#### Los datos
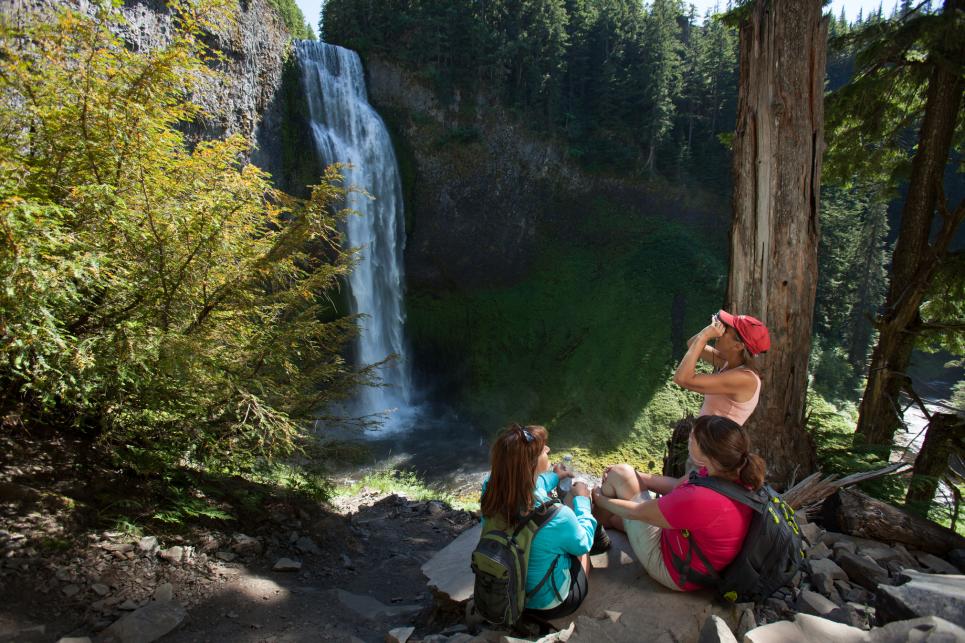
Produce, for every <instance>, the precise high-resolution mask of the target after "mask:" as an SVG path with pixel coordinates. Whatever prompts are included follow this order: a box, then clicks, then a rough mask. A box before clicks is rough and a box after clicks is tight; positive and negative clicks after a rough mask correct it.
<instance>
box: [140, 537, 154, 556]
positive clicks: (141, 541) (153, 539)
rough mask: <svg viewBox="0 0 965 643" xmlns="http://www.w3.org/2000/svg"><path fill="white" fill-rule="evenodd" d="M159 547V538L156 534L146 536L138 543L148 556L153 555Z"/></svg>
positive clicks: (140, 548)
########
#### Los datos
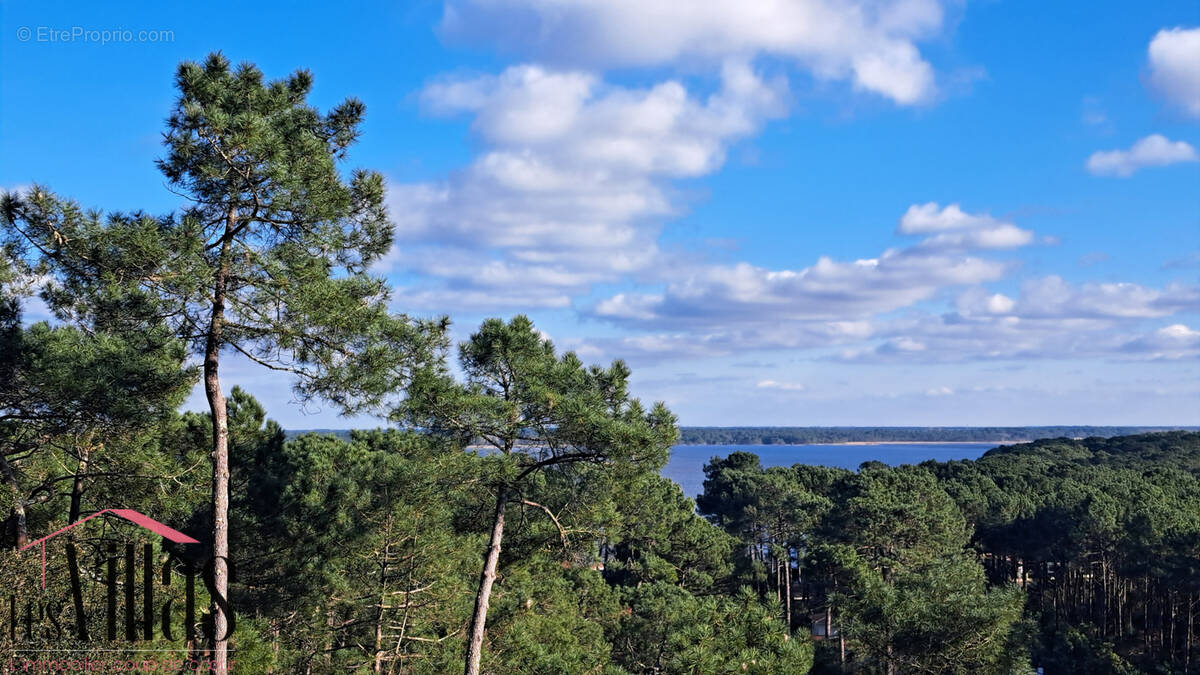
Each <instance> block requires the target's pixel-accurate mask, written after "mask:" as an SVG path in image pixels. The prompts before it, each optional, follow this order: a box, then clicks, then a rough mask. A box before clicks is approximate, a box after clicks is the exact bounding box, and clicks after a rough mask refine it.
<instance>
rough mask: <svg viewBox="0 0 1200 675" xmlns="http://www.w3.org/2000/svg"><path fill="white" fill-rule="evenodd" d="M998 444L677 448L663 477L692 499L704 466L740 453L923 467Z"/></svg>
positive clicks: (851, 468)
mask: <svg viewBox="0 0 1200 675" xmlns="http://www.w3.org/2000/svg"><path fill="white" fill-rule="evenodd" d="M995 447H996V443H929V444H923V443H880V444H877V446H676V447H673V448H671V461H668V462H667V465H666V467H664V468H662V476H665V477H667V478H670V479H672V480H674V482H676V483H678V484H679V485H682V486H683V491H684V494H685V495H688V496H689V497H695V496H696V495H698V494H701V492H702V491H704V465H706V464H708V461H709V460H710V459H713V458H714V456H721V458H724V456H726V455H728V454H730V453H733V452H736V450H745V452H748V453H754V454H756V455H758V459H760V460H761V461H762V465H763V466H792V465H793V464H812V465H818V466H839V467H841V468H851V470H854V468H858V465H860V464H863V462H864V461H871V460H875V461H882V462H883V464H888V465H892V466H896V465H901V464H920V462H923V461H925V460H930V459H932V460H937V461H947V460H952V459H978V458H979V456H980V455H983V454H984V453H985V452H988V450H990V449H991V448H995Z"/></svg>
########
# Consigna de trabajo:
Localiza en el material todas las líneas que incluyan la cadena "written" y cópialas tal como aparecen.

# Espacio de respuesta:
Each <instance> block requires the target's pixel-accurate mask, written after "mask:" as an SVG path in image pixels. The prompts before it, each optional, follow this order: a box, then clicks, then a rough mask. A box before clicks is approximate, a box after clicks is the exact bounding box, and clicks after a rough mask refine it.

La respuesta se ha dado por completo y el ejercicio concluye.